**EXERCISE PROMPT**
Reproduce the records from the line containing "Kindly outline every instance of the eyeglasses" through the end of the records, inclusive, switching "photo" to "image" and leaving everything else unchanged.

┌─ EXERCISE MATERIALS

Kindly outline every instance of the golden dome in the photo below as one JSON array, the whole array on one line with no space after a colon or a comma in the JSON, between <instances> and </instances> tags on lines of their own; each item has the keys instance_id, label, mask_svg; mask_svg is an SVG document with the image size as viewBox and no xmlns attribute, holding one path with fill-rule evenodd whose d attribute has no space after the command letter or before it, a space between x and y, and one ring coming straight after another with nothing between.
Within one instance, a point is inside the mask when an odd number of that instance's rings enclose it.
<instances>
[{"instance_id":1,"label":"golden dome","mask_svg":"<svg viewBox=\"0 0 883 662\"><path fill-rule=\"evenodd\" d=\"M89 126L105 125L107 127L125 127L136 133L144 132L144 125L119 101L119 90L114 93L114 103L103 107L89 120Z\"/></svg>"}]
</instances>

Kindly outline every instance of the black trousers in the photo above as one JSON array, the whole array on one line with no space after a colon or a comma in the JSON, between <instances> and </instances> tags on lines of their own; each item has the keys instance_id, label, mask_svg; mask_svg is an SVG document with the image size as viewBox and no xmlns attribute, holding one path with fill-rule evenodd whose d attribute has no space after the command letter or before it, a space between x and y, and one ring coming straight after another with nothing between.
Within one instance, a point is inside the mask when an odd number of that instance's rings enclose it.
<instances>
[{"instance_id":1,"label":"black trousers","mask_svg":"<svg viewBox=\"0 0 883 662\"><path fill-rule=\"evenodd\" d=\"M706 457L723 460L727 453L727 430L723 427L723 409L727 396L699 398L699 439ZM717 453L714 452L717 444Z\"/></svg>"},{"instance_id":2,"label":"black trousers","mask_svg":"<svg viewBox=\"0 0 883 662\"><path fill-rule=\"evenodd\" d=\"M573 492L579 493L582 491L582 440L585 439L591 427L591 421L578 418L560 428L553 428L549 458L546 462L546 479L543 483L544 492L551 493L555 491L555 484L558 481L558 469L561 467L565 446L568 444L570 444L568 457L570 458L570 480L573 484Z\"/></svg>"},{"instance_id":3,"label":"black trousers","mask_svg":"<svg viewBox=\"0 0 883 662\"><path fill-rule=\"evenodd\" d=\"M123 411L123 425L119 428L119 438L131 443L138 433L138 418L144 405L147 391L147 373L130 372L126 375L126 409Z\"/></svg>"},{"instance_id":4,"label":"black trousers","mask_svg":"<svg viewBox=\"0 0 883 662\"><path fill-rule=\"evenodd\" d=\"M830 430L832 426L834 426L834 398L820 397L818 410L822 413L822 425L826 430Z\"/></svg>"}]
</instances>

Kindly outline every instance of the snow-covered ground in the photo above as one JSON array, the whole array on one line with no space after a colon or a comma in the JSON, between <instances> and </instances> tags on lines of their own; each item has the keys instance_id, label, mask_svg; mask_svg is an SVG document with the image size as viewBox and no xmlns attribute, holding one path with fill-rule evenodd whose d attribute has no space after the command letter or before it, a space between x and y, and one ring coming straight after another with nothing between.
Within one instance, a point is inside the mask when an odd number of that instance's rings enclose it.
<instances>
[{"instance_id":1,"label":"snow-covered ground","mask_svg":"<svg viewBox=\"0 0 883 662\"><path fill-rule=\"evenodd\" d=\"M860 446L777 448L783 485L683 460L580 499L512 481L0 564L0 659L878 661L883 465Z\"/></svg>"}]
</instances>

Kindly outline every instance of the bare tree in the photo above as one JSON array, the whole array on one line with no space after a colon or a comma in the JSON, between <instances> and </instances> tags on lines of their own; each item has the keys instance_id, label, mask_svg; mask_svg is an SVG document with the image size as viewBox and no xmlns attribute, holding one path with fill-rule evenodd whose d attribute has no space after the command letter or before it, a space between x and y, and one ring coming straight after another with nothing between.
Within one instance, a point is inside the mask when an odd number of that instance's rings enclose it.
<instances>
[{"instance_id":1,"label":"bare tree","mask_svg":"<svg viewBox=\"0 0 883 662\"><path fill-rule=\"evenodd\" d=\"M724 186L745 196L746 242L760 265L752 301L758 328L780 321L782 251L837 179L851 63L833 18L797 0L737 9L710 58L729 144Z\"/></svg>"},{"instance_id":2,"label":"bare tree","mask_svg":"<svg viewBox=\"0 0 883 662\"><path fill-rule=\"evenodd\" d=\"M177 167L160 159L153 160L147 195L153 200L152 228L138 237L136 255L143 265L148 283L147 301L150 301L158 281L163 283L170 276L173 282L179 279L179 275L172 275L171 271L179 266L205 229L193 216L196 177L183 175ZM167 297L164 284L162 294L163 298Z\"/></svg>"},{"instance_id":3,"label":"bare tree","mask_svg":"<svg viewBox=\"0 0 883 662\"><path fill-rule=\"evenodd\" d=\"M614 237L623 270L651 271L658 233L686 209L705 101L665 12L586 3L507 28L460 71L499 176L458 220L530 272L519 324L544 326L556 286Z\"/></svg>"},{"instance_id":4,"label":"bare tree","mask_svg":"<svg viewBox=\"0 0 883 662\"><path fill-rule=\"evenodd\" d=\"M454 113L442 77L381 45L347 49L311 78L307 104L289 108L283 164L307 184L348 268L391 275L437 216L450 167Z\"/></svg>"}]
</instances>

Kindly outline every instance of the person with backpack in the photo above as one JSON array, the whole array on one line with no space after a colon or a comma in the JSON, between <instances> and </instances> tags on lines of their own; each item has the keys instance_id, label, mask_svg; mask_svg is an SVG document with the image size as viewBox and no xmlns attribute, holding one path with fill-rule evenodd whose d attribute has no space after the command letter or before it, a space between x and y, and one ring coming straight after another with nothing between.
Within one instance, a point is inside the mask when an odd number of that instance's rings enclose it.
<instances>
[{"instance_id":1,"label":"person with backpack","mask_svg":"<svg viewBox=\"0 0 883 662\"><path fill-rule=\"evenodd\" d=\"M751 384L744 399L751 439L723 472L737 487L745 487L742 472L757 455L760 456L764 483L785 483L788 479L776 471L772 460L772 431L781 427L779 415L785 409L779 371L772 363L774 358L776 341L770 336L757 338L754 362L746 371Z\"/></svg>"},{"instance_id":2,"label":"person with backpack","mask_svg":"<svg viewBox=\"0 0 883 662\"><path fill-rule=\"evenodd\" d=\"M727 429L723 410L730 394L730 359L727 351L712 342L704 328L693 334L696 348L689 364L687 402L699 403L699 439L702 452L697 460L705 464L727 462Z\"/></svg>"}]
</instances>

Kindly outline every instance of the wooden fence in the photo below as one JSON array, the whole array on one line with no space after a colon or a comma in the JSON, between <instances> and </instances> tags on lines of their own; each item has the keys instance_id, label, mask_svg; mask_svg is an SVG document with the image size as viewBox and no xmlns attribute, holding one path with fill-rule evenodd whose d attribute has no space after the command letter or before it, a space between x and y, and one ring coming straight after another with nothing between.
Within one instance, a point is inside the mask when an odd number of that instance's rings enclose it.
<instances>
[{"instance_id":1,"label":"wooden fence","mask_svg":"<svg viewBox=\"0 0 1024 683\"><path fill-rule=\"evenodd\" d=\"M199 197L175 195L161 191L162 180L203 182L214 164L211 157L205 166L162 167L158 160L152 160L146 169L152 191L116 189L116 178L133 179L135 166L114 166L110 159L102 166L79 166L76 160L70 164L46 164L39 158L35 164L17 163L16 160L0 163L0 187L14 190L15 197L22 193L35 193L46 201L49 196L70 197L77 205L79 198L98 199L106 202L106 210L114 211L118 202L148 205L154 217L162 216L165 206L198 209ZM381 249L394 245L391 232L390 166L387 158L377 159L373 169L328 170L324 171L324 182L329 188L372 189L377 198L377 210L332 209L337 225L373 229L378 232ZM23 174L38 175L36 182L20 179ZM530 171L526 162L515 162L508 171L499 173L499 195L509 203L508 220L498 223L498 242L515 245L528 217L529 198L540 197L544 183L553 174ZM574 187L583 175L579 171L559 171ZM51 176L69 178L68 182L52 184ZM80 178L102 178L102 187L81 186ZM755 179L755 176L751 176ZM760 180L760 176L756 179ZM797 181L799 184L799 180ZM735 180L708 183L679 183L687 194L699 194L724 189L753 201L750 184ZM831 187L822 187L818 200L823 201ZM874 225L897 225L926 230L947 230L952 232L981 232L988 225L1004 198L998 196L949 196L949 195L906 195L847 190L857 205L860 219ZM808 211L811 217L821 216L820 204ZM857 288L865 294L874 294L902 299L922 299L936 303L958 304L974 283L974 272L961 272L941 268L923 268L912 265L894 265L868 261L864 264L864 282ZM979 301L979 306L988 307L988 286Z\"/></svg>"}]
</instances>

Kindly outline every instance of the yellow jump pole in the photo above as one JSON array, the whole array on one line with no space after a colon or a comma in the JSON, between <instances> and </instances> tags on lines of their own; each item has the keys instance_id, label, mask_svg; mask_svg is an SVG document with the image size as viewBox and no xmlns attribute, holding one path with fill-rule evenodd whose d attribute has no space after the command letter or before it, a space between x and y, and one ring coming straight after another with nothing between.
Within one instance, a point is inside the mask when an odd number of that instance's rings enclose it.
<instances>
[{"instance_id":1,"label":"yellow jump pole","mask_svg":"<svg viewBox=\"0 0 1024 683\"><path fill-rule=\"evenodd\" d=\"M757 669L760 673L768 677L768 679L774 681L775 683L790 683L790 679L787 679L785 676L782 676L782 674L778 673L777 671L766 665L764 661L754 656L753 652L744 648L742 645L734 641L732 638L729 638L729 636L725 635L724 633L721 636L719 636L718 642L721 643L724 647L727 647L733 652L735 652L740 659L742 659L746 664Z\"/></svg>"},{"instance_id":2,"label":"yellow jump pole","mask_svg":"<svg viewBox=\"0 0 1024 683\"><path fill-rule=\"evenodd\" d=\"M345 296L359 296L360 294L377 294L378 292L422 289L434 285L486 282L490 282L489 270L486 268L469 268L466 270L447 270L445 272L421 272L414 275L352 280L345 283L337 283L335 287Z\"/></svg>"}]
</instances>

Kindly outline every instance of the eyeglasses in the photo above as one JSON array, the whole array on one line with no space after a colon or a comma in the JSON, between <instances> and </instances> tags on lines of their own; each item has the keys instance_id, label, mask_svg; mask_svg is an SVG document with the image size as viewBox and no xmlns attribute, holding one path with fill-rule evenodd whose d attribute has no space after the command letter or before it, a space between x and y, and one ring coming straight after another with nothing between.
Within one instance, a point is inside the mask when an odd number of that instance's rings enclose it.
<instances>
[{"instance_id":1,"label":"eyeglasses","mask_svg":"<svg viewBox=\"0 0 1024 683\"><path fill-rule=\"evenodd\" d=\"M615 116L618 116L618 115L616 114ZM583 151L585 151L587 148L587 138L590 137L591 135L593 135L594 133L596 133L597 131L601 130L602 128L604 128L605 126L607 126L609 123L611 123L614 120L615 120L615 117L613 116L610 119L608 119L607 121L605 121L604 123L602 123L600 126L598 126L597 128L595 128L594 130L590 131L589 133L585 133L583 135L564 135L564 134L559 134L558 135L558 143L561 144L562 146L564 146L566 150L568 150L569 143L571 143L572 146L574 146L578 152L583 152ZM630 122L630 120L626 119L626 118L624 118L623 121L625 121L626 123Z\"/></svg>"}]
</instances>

└─

**FINISHED EXERCISE**
Kindly outline every instance of the eyeglasses in the image above as one JSON array, the whole array on one line with no space after a colon or a comma in the JSON, between <instances> and </instances> tags on lines of their own; each item has the keys instance_id, label, mask_svg; mask_svg is an SVG document with the image size as viewBox and no xmlns attribute, holding one path with fill-rule evenodd whose d attribute has no space after the command letter or before it, a space between x and y, and one ring coming straight after another with nothing between.
Within one instance, a point is inside the mask when an odd number of that instance's rings enclose it.
<instances>
[{"instance_id":1,"label":"eyeglasses","mask_svg":"<svg viewBox=\"0 0 1024 683\"><path fill-rule=\"evenodd\" d=\"M615 116L618 116L618 115L616 114ZM583 151L585 151L587 148L587 138L590 137L591 135L593 135L594 133L596 133L597 131L601 130L602 128L604 128L605 126L607 126L609 123L611 123L614 120L615 120L615 117L613 116L610 119L608 119L607 121L605 121L604 123L602 123L600 126L598 126L597 128L595 128L594 130L590 131L589 133L585 133L583 135L564 135L564 134L559 134L558 135L558 143L561 144L562 146L564 146L566 150L568 150L569 143L571 143L572 146L574 146L578 152L583 152ZM630 122L630 120L626 119L626 118L624 118L623 121L625 121L626 123Z\"/></svg>"}]
</instances>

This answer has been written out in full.